Your output is the line containing "Check that every instance of the calm" plus all lines after it to the end of the records, reproduced exactly, with nothing else.

Begin

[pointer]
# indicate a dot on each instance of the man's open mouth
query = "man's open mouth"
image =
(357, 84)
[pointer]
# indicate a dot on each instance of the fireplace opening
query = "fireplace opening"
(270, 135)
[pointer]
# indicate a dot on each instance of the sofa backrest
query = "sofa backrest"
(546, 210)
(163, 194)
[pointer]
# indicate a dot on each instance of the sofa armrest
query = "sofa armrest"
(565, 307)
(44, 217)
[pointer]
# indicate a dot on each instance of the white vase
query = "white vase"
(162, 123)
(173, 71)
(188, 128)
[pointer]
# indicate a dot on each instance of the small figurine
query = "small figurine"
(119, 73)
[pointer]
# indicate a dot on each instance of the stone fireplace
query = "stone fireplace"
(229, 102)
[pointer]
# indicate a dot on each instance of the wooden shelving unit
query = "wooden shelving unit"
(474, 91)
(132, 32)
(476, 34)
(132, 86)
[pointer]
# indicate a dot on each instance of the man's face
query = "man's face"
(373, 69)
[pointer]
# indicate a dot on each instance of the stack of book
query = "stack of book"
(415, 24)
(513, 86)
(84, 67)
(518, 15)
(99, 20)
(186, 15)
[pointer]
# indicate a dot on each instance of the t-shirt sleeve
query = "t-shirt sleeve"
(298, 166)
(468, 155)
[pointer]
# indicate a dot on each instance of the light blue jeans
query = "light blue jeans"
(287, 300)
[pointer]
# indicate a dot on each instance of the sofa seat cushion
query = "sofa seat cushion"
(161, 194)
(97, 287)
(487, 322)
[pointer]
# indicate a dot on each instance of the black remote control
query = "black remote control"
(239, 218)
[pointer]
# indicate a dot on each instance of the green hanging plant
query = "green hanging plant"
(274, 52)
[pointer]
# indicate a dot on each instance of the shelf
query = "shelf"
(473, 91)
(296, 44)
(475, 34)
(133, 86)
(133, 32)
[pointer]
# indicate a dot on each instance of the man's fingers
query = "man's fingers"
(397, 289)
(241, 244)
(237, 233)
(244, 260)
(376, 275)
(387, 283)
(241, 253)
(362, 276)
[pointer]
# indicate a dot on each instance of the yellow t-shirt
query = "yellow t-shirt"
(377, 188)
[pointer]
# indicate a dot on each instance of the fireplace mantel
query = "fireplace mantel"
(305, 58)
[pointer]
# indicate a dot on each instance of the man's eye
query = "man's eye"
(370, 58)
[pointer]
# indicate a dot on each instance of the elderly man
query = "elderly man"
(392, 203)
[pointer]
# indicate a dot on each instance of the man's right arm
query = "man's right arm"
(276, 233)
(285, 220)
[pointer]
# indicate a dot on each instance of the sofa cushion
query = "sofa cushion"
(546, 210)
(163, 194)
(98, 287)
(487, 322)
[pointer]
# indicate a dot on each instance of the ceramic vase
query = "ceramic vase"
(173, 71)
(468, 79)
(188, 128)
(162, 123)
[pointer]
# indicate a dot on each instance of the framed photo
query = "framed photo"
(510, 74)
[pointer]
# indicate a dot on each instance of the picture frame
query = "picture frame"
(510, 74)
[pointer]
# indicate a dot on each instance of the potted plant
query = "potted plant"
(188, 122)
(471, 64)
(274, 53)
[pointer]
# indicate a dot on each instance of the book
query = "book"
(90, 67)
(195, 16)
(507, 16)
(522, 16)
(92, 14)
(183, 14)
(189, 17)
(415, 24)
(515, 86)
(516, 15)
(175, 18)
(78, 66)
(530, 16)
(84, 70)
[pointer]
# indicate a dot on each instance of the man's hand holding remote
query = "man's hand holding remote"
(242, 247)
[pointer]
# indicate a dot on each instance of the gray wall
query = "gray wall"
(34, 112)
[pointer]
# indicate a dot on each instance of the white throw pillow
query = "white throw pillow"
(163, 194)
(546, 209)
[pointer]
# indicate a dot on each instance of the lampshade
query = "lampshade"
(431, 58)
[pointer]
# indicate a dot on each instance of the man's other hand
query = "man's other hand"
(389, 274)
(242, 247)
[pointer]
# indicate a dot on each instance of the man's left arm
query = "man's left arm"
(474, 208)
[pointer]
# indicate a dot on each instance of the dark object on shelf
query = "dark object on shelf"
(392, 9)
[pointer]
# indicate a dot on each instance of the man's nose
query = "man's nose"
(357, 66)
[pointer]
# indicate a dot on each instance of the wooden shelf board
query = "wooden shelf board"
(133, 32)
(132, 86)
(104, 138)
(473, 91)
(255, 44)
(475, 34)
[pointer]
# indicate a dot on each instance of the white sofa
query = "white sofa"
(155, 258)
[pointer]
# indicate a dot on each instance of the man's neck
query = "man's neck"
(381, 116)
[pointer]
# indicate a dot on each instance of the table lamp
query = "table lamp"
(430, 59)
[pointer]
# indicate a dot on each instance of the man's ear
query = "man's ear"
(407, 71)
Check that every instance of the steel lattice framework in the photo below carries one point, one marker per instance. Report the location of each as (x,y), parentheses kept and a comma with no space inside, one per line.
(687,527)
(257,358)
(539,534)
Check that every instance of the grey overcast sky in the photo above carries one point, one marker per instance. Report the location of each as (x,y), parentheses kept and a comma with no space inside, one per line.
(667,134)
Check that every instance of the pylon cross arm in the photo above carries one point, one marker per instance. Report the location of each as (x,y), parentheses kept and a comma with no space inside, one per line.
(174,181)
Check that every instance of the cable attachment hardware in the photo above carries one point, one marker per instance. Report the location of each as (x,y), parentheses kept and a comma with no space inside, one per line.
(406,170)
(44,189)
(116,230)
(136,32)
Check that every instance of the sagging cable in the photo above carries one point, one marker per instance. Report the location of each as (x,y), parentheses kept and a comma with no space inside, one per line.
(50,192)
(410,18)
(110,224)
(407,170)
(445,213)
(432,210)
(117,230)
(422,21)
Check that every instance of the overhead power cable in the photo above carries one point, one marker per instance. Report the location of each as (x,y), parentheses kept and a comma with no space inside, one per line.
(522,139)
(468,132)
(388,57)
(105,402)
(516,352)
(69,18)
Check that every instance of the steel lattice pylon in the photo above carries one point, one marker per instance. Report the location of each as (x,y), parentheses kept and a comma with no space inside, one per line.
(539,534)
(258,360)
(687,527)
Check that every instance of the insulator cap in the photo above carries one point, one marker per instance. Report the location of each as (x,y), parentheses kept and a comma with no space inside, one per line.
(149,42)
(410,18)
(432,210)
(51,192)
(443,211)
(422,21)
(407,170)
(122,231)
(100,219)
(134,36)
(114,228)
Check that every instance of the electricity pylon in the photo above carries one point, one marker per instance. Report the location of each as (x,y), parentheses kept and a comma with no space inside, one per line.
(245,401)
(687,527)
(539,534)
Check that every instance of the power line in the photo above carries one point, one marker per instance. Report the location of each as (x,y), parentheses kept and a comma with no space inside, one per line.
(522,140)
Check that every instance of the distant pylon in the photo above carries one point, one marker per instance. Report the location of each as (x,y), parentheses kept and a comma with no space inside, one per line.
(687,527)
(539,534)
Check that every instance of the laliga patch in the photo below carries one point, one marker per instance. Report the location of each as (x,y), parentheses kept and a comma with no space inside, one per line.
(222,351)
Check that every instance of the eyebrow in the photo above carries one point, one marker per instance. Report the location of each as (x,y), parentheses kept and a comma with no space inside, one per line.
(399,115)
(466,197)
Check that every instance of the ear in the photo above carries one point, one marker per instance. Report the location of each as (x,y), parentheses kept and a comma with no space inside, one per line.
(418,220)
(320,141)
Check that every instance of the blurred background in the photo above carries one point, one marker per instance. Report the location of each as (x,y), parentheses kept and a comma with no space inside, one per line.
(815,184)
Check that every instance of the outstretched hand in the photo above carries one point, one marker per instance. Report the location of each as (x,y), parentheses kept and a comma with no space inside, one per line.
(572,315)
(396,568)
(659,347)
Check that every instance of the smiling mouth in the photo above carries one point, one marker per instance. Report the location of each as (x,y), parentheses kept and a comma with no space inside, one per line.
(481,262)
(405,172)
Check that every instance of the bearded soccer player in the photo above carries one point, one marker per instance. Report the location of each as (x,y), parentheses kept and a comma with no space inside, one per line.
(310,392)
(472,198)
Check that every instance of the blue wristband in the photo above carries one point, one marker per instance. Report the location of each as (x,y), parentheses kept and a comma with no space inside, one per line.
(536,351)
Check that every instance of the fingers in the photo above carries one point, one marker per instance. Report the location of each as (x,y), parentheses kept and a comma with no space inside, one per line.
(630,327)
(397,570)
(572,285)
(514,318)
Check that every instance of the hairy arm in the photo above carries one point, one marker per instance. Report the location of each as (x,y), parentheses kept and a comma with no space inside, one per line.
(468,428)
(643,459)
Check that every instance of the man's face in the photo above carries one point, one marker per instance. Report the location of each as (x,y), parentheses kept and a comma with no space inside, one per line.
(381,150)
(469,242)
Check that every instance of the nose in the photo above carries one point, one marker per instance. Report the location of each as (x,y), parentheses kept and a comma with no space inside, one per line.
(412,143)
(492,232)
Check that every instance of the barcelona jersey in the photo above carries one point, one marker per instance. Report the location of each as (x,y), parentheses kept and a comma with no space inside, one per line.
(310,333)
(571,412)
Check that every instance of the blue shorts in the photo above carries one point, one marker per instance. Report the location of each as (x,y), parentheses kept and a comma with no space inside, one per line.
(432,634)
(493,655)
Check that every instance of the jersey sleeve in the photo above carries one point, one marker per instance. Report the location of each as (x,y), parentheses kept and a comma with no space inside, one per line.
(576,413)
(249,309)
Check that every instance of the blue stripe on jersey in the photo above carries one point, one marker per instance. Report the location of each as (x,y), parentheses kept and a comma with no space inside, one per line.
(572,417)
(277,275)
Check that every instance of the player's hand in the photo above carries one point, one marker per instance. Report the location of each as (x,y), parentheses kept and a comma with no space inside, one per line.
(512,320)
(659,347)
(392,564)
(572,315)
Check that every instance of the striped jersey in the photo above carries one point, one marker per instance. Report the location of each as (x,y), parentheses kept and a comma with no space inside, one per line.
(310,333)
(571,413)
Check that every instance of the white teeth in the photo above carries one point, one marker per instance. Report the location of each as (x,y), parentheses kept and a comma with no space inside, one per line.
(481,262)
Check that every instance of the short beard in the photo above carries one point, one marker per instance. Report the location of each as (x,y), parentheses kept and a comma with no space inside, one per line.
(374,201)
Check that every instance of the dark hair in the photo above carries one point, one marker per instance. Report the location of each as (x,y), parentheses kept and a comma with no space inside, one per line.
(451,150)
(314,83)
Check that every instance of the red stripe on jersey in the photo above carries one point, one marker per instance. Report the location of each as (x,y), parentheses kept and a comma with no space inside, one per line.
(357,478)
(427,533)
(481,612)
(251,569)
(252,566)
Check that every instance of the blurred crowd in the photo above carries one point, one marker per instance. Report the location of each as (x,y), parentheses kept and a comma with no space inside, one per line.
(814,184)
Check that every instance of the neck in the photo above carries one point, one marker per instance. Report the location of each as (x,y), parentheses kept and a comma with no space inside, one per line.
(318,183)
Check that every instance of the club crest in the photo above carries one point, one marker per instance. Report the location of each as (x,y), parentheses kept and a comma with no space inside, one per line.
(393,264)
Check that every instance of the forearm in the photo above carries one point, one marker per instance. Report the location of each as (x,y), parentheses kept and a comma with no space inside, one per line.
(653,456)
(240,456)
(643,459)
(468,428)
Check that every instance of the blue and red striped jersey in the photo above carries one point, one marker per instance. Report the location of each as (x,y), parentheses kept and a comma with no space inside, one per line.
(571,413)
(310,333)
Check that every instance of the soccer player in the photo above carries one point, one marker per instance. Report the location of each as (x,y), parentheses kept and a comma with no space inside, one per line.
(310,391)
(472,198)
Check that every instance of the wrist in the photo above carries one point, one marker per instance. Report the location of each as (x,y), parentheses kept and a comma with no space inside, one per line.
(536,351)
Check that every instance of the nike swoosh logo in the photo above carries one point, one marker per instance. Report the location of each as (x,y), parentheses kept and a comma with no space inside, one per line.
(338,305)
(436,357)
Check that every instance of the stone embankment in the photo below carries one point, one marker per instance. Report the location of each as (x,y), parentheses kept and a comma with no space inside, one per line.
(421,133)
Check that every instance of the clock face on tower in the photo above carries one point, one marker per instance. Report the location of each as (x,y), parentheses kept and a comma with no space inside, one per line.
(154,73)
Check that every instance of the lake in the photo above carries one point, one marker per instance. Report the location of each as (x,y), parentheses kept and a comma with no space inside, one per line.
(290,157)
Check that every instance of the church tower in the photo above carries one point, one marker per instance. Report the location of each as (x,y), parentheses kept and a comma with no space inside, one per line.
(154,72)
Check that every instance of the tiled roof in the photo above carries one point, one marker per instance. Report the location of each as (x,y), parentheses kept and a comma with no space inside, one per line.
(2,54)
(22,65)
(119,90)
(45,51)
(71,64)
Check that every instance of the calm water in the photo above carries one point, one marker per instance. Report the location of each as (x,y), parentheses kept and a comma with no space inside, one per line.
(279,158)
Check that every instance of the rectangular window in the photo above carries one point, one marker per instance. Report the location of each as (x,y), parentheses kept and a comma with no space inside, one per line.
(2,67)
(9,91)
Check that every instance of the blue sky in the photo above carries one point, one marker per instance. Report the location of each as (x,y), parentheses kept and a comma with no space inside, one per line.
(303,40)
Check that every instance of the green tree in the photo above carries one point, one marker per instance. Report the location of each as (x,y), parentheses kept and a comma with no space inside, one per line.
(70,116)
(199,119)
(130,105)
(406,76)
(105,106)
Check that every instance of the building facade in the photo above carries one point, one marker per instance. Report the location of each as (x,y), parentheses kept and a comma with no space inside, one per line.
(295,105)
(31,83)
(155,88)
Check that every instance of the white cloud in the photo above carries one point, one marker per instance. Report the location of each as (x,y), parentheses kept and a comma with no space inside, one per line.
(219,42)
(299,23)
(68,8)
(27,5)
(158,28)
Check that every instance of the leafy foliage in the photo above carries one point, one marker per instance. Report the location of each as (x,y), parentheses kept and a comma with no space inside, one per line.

End

**Solution to the problem**
Check that every instance of the calm water in the photo above carries one point, one marker per instance. Report the location of each as (x,y), parentheses kept and a comma with no space inside, one per line.
(279,158)
Check that every instance of the rectangular window in the photo above carries one point, one marker per instance. Report the location of each as (x,y), parentheses kept and a comma with no space inside, one per line.
(2,67)
(9,91)
Check that every instance of the blue sky in the photo above carries one point, one marker per instance. Report the location of each as (x,y), parentheses kept and a comma with no space inside, one per line.
(303,40)
Check that every instance of the green tree in the photo above carries one point, one marker per instance. Report the location of each as (x,y), parentheses kept and a comma with no space inside, one per line.
(70,116)
(199,119)
(130,105)
(406,76)
(105,106)
Check that every instance of the building facade in the photo above carries one point, one marker per instance. Report the location of each as (x,y), parentheses kept and a comma with no space inside, one per line.
(295,105)
(31,83)
(155,88)
Check that every instance of the white cloud in the photo above carries one point, one marker per instance. Report the location of each as (x,y), parentheses kept and a comma with no space inside, one per line.
(219,42)
(299,23)
(68,8)
(27,5)
(158,28)
Check that every instance of the leafy foliage in the photo above carries one point, one marker per instance. Report the location of each as (x,y), parentheses kept and a comma with no space inside, one per line.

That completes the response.